What the task requires: Please rewrite the records below, changing every "rough mask" to "coarse mask" and leaving everything else as it is. Omit the pictures.

Entries supplied:
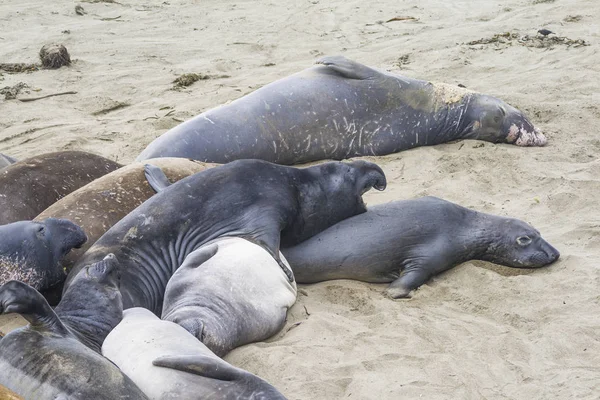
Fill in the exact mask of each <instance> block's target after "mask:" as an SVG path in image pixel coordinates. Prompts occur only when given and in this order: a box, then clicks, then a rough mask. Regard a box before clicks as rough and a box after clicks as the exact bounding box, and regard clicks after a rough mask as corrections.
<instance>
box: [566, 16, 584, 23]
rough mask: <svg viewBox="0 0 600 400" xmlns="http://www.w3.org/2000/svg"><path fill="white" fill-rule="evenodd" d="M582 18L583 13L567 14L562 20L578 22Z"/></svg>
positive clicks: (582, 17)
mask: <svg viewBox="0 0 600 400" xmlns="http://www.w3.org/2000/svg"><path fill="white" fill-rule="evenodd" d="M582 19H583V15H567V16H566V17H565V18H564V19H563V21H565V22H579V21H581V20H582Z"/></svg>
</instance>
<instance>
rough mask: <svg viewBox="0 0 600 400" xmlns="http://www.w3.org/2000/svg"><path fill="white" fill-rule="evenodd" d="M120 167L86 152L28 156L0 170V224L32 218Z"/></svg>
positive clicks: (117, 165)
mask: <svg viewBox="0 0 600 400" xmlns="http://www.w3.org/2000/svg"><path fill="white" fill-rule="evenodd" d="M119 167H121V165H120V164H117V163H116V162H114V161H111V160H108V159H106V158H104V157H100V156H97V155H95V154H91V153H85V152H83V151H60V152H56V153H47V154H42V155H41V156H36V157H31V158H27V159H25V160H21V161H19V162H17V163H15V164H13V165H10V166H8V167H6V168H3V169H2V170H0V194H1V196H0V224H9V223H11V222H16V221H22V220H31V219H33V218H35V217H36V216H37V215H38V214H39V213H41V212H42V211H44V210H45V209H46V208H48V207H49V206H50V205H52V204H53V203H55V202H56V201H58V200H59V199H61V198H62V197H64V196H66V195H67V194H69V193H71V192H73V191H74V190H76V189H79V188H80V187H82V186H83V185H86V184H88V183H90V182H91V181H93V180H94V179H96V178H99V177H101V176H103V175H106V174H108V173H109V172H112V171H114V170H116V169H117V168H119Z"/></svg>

The completed task:
Fill in the exact mask of each <instance> block's target after "mask:" as an SVG path in image pixel coordinates. Prompts occur only when given and in this order: a box, then clicks, then a coarse mask. Regard a box before clicks as rough and a box after clicks as the exact bounding box, and regard clicks after a coarse mask as corrections.
<instance>
box: [566, 16, 584, 23]
coarse mask: <svg viewBox="0 0 600 400" xmlns="http://www.w3.org/2000/svg"><path fill="white" fill-rule="evenodd" d="M582 18L583 13L567 14L562 20L578 22Z"/></svg>
positive clicks: (582, 17)
mask: <svg viewBox="0 0 600 400" xmlns="http://www.w3.org/2000/svg"><path fill="white" fill-rule="evenodd" d="M582 19H583V15H567V16H566V17H565V18H564V19H563V21H565V22H579V21H581V20H582Z"/></svg>
</instance>
<instance>
coarse mask: <svg viewBox="0 0 600 400" xmlns="http://www.w3.org/2000/svg"><path fill="white" fill-rule="evenodd" d="M120 167L86 152L28 156L0 170V224L32 218Z"/></svg>
positive clicks: (117, 165)
mask: <svg viewBox="0 0 600 400" xmlns="http://www.w3.org/2000/svg"><path fill="white" fill-rule="evenodd" d="M119 167H121V165H120V164H117V163H116V162H114V161H111V160H108V159H106V158H104V157H100V156H97V155H95V154H91V153H85V152H83V151H60V152H56V153H47V154H42V155H41V156H36V157H31V158H27V159H25V160H21V161H19V162H17V163H15V164H13V165H10V166H8V167H6V168H3V169H2V170H0V194H1V196H0V224H9V223H11V222H16V221H22V220H31V219H33V218H35V217H36V216H37V215H38V214H39V213H41V212H42V211H44V210H45V209H46V208H48V207H49V206H50V205H52V204H53V203H55V202H56V201H58V200H59V199H61V198H62V197H64V196H66V195H67V194H69V193H71V192H73V191H74V190H76V189H79V188H80V187H82V186H83V185H86V184H88V183H90V182H91V181H93V180H94V179H96V178H99V177H101V176H103V175H106V174H108V173H109V172H112V171H114V170H116V169H117V168H119Z"/></svg>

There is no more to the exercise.